> EXERCISE DETAILS: Rewrite the records below, changing each "rough mask" to "coarse mask" and keeping everything else identical; omit the pictures.

** Opening PROVIDED MATERIAL block **

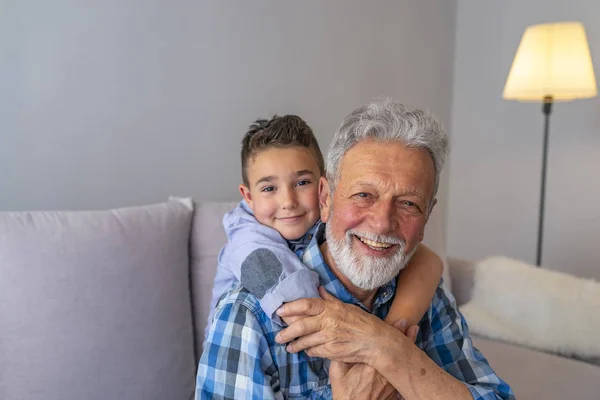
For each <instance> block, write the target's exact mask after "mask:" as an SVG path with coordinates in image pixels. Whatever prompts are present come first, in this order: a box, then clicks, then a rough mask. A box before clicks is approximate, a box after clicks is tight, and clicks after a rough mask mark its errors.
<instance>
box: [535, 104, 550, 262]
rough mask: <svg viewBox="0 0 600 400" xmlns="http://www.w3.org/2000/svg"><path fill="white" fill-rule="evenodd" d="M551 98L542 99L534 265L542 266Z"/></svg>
mask: <svg viewBox="0 0 600 400" xmlns="http://www.w3.org/2000/svg"><path fill="white" fill-rule="evenodd" d="M552 100H553V99H552V96H546V97H544V104H543V106H542V112H543V113H544V146H543V149H544V152H543V155H542V185H541V190H540V214H539V220H538V246H537V257H536V265H537V266H538V267H539V266H541V265H542V244H543V237H544V206H545V199H546V168H547V164H548V131H549V130H550V114H551V113H552Z"/></svg>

** Closing PROVIDED MATERIAL block **

> RESPONSE FOR THIS EXERCISE:
For each <instance> block, write the target's exact mask after "mask:" as an SVG path with coordinates in image pixels. Whatever prompts are present come first, in this order: a box, then clicks, then a coarse mask. A box before clicks is approximate, a box after clicks is tight, and clicks after a coarse mask mark its errors.
<instance>
box: [535, 104, 550, 262]
coarse mask: <svg viewBox="0 0 600 400" xmlns="http://www.w3.org/2000/svg"><path fill="white" fill-rule="evenodd" d="M551 98L542 99L534 265L542 266Z"/></svg>
mask: <svg viewBox="0 0 600 400" xmlns="http://www.w3.org/2000/svg"><path fill="white" fill-rule="evenodd" d="M552 100H553V99H552V96H546V97H544V104H543V106H542V112H543V113H544V146H543V149H544V152H543V155H542V185H541V190H540V214H539V220H538V246H537V257H536V265H537V266H538V267H539V266H541V265H542V244H543V237H544V206H545V199H546V168H547V164H548V131H549V130H550V114H551V113H552Z"/></svg>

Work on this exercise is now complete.